◆ MATERIAL FOR THE TASK

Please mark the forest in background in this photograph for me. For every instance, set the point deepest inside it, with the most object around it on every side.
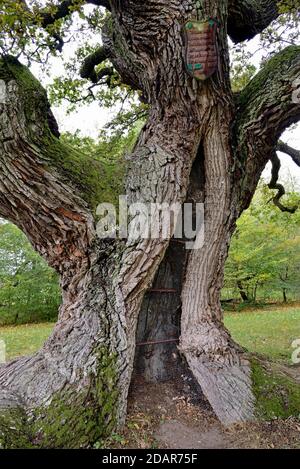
(263, 264)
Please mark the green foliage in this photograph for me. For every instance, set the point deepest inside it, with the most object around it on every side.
(24, 339)
(266, 331)
(29, 290)
(264, 257)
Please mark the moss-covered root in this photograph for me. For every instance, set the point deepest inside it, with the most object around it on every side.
(277, 395)
(71, 420)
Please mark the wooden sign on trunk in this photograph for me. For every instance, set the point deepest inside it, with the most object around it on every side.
(201, 48)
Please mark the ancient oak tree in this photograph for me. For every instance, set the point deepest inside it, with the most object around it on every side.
(201, 142)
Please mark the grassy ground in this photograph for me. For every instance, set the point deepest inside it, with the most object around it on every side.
(268, 332)
(24, 339)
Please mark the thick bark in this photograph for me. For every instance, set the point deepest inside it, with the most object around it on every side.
(83, 372)
(243, 294)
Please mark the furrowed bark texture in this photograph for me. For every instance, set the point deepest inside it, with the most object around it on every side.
(198, 144)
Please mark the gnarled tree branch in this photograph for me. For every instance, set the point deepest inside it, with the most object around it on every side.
(274, 184)
(266, 109)
(292, 152)
(87, 69)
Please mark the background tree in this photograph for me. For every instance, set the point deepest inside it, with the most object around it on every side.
(263, 261)
(29, 290)
(200, 142)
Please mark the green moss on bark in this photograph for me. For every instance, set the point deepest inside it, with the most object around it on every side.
(277, 395)
(73, 419)
(94, 180)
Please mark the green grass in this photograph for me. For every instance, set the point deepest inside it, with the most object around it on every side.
(269, 333)
(24, 339)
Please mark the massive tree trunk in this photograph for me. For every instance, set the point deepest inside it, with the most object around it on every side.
(74, 390)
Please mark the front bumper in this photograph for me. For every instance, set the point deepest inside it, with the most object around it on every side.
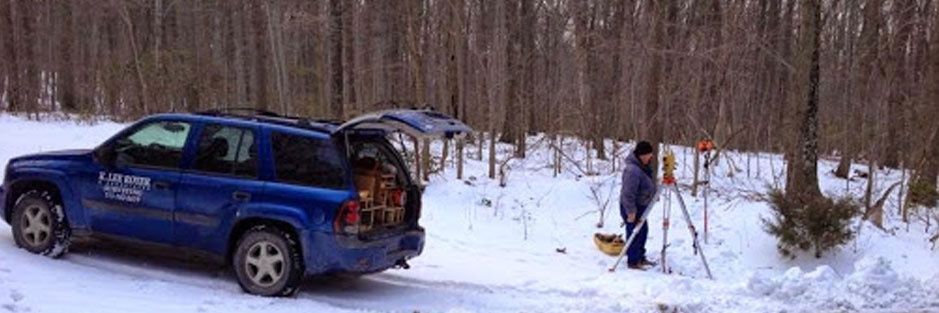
(331, 253)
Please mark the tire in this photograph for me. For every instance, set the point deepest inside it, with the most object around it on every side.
(39, 224)
(267, 262)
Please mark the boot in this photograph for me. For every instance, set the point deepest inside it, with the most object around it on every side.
(645, 262)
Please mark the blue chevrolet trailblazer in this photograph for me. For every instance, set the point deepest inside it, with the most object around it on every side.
(275, 197)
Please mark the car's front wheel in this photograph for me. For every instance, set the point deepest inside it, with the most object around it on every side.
(39, 224)
(267, 262)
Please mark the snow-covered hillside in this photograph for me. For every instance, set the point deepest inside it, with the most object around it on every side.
(495, 249)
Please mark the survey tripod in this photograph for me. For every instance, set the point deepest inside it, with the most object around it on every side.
(668, 189)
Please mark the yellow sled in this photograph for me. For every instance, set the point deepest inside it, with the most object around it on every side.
(611, 244)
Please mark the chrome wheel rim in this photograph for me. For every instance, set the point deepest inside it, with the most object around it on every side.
(264, 264)
(36, 223)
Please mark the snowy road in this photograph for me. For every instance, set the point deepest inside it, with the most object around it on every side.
(493, 249)
(105, 278)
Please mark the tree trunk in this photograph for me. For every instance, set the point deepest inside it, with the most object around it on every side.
(803, 177)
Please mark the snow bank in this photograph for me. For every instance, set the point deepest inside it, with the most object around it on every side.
(873, 284)
(494, 249)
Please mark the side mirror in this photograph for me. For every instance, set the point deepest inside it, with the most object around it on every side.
(106, 156)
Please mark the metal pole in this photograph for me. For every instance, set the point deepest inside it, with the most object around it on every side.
(694, 233)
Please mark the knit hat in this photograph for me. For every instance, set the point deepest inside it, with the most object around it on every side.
(644, 147)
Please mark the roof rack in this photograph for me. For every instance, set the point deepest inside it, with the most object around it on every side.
(270, 117)
(254, 111)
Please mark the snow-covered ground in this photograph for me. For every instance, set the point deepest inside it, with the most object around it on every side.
(495, 249)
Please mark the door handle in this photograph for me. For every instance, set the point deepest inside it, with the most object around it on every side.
(241, 196)
(161, 185)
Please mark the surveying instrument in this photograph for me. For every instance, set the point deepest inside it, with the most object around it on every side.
(667, 189)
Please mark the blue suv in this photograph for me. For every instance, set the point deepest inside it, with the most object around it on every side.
(275, 197)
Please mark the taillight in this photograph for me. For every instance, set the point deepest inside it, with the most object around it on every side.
(351, 210)
(348, 217)
(399, 198)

◆ DESCRIPTION OF THE TASK
Rescale the records from the line containing "Please mark the door" through the end of the records, both ends included. Reproduce every line, requests too, but multiply each coordinate in the answers by 0.9 and round to whole numbers, with halves rounded up.

◆ FULL ANSWER
Please mark the door handle in this photograph for me. For every instance, set the point deepest inside it, with the most object around it on every side.
(217, 176)
(145, 167)
Please mark the surveying instrument in this photograph for me. For every instance, set the point deepest inside it, with the most object around it on every side.
(600, 170)
Please mark the blue suv in this photograph for me. For every instance, set the point deepest inside it, with the most object around it on every side.
(248, 177)
Please mark the taillight in this photograph for me. For every instance, set the point deepest inside it, with the most object around it on every side.
(316, 189)
(313, 195)
(359, 178)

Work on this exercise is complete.